=== Texto dado ===

A la violencia del rey responde la violencia del pueblo, que apedrea al oficial del rey, como resultado de lo cual se consuma la división (v. 16-19).

Simplemente considerando los hechos, se podría concluir que la división se debió enteramente a la locura de Roboam. Es cierto que esta fue la causa inmediata de la división, pero la palabra de Dios que anunciaba el juicio había sido pronunciada mucho antes de las violentas palabras del rey (v. 15). La poderosa mano de Dios en la disciplina estaba detrás del brutal comportamiento del rey. El santo gobierno de Dios estaba dividiendo el reino, y detrás de la disciplina de Dios estaba el mal estado del pueblo.

El resto de la historia de Roboam es extremadamente instructivo. Nos advierte de los escollos que hay que evitar en la división, y nos guía en cuanto a la actitud a tomar.

Roboam inmediatamente se puso a trabajar para reunir al pueblo, y levantó un ejército para este propósito. Sin duda, era según los pensamientos de Dios que el pueblo debía estar unido. Así había sido en el principio, y así volverá a ser en los días venideros, según la palabra del profeta: «y los haré una nación en la tierra, en los montes de Israel, y un rey será a todos ellos por rey; y nunca más serán dos naciones, ni nunca más serán divididos en dos reinos» (Ez. 37:22). Podríamos deducir que Roboam sería aprobado en sus esfuerzos por terminar con la división y restaurar la unidad del pueblo de Dios.

===

Ejercicios:
- 1) En el texto sobre Roboam, ¿qué hace el pueblo con el oficial del rey?
- 2) Continúa el texto sobre Roboam y la división del reino a partir de su última oración.
Los datos proceden de otra fuente.

=== Datos proporcionados ===

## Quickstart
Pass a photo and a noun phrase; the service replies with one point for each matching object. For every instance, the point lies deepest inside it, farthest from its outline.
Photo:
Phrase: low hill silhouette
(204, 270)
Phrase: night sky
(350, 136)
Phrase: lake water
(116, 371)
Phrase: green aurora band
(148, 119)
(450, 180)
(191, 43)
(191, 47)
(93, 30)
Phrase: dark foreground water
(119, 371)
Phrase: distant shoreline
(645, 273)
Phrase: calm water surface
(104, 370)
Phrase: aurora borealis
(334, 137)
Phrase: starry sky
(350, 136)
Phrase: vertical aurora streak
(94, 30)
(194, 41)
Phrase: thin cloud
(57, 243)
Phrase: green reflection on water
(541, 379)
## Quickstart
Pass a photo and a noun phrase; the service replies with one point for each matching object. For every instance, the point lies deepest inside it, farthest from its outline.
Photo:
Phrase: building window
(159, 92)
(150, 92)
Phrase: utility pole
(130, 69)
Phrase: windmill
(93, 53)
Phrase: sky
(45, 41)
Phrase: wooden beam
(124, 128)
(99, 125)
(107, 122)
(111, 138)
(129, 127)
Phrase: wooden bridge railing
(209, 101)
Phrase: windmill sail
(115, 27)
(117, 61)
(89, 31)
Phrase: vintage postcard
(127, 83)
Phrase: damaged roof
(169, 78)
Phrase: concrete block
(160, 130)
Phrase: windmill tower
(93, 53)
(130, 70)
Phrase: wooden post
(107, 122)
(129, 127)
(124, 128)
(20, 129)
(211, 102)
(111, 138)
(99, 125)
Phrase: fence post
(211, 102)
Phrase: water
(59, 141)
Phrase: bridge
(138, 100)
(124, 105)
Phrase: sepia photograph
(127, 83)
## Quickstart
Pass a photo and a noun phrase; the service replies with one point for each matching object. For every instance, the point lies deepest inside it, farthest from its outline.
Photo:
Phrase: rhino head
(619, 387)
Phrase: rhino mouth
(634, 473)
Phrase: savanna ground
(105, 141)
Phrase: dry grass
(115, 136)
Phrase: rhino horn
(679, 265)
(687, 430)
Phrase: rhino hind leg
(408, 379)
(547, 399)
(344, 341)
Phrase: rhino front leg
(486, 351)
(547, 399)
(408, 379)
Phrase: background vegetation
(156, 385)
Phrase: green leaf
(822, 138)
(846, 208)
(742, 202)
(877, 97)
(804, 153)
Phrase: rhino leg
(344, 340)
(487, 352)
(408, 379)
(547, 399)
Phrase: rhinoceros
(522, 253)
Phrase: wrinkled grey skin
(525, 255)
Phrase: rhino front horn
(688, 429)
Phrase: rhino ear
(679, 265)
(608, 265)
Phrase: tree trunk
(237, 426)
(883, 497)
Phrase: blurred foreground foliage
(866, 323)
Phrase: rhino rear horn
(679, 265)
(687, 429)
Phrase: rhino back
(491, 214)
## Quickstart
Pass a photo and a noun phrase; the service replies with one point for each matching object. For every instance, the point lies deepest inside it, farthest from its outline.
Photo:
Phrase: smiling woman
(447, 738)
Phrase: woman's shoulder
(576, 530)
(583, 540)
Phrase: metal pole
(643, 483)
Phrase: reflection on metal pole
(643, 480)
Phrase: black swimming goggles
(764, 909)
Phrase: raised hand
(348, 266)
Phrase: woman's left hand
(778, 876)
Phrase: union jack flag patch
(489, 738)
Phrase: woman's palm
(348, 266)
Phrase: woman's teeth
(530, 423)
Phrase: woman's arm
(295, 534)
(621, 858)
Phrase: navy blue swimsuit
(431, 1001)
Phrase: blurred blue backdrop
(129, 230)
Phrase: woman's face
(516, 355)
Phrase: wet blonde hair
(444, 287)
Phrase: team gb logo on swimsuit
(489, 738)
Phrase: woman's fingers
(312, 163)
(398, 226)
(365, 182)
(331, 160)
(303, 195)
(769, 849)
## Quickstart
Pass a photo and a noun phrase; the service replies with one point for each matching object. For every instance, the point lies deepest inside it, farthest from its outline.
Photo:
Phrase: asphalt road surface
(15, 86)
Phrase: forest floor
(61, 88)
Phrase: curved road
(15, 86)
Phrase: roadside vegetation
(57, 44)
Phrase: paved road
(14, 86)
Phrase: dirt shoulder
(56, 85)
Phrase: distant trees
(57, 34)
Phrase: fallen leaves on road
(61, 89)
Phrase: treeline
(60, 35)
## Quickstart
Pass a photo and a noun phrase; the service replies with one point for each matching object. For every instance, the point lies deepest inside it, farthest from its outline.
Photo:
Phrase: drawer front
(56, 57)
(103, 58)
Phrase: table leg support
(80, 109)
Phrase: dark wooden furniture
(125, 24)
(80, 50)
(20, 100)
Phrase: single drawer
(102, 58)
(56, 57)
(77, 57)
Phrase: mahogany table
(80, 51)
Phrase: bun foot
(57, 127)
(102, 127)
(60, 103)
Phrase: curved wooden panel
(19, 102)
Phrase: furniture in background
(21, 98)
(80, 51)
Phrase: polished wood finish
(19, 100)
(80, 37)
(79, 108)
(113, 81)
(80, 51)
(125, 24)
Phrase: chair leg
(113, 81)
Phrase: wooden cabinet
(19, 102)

===

Respuestas:
- 1) Lo apedrea.

- 2)
Sin embargo, debe aprender, y todo Israel con él que, a pesar de la división, las diez tribus siguen siendo sus «hermanos», y que no tienen que «subir y hacer la guerra» contra ellos. Por medio del profeta Semaías, Jehová explica a Roboam por qué deben desistir. «Porque yo he hecho esto» dijo (2 Crón. 11:4). Dios había reprendido a Salomón por su mundanalidad y desobediencia a la Palabra y le había dicho: «Por cuanto ha habido esto en ti… romperé de ti el reino» (1 Reyes 11:11). Ahora que el golpe ha caído, Dios puede explicarle a Roboam: «Esta cosa ha pasado a través de mí». Buscar corregir el mal hecho por Salomón puede parecer correcto; en realidad, ignorar las acciones del gobierno de Dios es ciertamente incorrecto. Roboam y los que están con él tienen que aprender, y nosotros con ellos, que el gobierno de Dios no puede ser desatendido a la ligera.

Muy sabiamente, Roboam y las dos tribus cesaron sus esfuerzos: «Y ellos oyeron la palabra de Jehová» (2 Crón. 11:4). Aceptaron la humillación y la tristeza de la división y se inclinaron bajo la mano de Jehová que los castiga. A partir de ahora Roboam permanece en la esfera restringida que ha producido la división, «Y habitó Roboam en Jerusalén» (v. 5). ¿Significa esto que se instala para vivir en tranquilidad e inactivo? ¿Y que ya no se siente preocupado por los intereses del pueblo de Dios? Al contrario, ya que leemos que se convierte en constructor, edificando ciudades en Judá y Benjamín (v. 5-10), fortaleciendo lo que queda (Apoc. 3:2). Más aún, hace «provisiones de alimentos, aceite y vino» (2 Crón. 11:11). Reúne provisiones para el pueblo de Dios.

¿Cuál fue el resultado? Judá se convirtió en un refugio para todo Israel. «Y los sacerdotes y levitas… se juntaron a él desde todos los lugares donde vivían», «todas las tribus de Israel los que habían puesto su corazón en buscar a Jehová Dios de Israel; y vinieron a Jerusalén». Así «fortalecieron el reino de Judá» (v. 13, 16-17).

Durante tres años esta prosperidad continuó; después de lo cual, desgraciadamente, Roboam abandonó la ley de Jehová (2 Crón. 12:1). El desastre siguió rápidamente. Si hubiera seguido su camino en obediencia, ¡qué prosperidad habría reinado!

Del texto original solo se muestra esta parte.